■ **SHORT TASK 1**
Collect every line from the entries below that contains the word "screen".

■ **EXCERPT**
#####
Grzegorz Głuch

EPFL, INJ 116 · Lausanne, 1015, Switzerland · grzegorz.gluch@EPFL.CH

5-th year PhD student at EPFL advised by a duo: Rudiger Urbanke and Michael Kapralov. Before that I studied at University of Wroclaw working with Jerzy Marcinkowski.

Theoretical computer scientist working on machine learning, quantum computing and (recently) its connections to physics. The common theme is studying systems resistant to adversaries.

Trying to make an impact.


Publications

How hard is it to fake entanglement? A complexity theoretic view of nonlocality and its applications to delegating quantum computation

Under Review
Abstract Is it possible to operationally distinguish every entangled state from all separable states? This is a long-standing open question in quantum information. More concretely, assuming that two non-communicating parties interact classically with a verifier, can the verifier distinguish the following two cases: (i) the parties have access to an entangled state, (ii) they have access to a separable state only (a local hidden variable model). In this work, we define a computational version of state non-locality, and show that if every entangled state exhibits such non-locality then 𝙱𝚀𝙿≠𝙿𝙿. Surprisingly, we demonstrate how this result implies that if a one-round delegation of quantum computation (DQC) exists then 𝙱𝚀𝙿≠𝙿𝙿. This gives a necessary complexity-theoretic assumption needed for the existence of such DQC. Our proof technique essentially builds a framework that allows one to give stronger lower-bounds for DQC by proving upper-bounds for the complexity of local-hidden-variable models.

Bayes Complexity of Learners vs Overfitting

Under Review
Abstract We introduce a new notion of complexity of functions and we show that it has the following properties: (i) it governs a PAC Bayes-like generalization bound, (ii) for neural networks it relates to natural notions of complexity of functions (such as the variation), and (iii) it explains the generalization gap between neural networks and linear schemes. While there is a large set of papers which describes bounds that have each such property in isolation, and even some that have two, as far as we know, this is a first notion that satisfies all three of them. Moreover, in contrast to previous works, our notion naturally generalizes to neural networks with several layers. Even though the computation of our complexity is nontrivial in general, an upper-bound is often easy to derive, even for higher number of layers and functions with structure, such as period functions. An upper-bound we derive allows to show a separation in the number of samples needed for good generalization between 2 and 4-layer neural networks for periodic functions.

Breaking a Classical Barrier for Classifying Arbitrary Test Examples in the Quantum Model

AISTATS 2023 (Poster at QIP 2022)
Informal Abstract This paper presents a surprising connection between recent advances in delegation of quantum computation to adversarial robustness. Imagine an adversary A that is in between a classifier C and a source S producing samples to be classified. Can we design an interactive protocol between C and the A, in which A would convince C that the samples being sent for classification really came from S? Using ideas from delegation of quantum computation we show it is possible to do it if A receives quantum states from S and A communicates with C classically. Why do we need quantum mechanics? Assume that S is uniform on {0,1}^n. How can A convince C that the samples he sent really came from S and were not handcrafted by S (if A received classical samples from S)? This seems to us be an almost impossible problem to solve, as we discuss in the paper.
#####
■ **DATA TO PROCESS**
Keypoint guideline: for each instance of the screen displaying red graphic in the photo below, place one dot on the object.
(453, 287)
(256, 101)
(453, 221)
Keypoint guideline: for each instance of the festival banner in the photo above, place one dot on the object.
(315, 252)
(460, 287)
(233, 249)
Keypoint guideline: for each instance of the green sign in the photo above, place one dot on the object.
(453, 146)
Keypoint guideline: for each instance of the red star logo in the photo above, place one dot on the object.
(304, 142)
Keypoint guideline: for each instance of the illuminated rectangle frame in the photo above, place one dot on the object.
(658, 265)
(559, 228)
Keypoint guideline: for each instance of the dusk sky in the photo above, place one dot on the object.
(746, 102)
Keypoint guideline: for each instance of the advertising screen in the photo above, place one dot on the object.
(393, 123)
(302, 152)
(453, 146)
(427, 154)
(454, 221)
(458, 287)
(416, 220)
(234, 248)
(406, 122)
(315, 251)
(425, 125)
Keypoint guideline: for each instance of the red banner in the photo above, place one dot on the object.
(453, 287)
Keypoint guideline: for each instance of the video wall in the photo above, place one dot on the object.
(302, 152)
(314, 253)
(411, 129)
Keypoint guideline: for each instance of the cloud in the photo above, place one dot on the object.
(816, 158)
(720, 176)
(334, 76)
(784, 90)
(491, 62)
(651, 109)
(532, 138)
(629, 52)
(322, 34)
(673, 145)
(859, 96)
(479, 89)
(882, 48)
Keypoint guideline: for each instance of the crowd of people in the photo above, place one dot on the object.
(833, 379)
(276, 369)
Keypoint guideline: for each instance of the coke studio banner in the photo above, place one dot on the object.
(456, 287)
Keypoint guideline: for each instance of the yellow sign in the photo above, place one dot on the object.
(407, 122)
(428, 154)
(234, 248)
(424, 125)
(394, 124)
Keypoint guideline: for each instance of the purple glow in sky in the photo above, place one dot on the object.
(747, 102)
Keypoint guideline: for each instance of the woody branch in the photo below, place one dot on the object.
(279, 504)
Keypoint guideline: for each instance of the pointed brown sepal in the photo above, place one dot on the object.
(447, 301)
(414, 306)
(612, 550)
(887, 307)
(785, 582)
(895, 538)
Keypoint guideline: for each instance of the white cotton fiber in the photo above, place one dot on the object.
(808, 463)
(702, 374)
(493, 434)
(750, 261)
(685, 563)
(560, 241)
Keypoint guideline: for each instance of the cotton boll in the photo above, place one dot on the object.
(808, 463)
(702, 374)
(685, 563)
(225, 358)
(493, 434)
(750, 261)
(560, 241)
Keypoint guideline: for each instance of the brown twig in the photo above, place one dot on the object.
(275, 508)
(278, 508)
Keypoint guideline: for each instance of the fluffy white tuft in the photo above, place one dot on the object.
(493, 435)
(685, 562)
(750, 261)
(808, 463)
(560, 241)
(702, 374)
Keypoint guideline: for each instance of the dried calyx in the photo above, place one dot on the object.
#####
■ **SHORT TASK 2**
Please repeat word for word everything in the researcher profile above, from "EPFL, INJ 116" down to "make an impact.".

■ **WRITTEN REPLY 1**
Keypoint guideline: for each instance of the screen displaying red graphic in the photo below, place one dot on the object.
Keypoint guideline: for each instance of the advertising screen in the photo above, place one dot on the object.

■ **WRITTEN REPLY 2**
EPFL, INJ 116 · Lausanne, 1015, Switzerland · grzegorz.gluch@EPFL.CH

5-th year PhD student at EPFL advised by a duo: Rudiger Urbanke and Michael Kapralov. Before that I studied at University of Wroclaw working with Jerzy Marcinkowski.

Theoretical computer scientist working on machine learning, quantum computing and (recently) its connections to physics. The common theme is studying systems resistant to adversaries.

Trying to make an impact.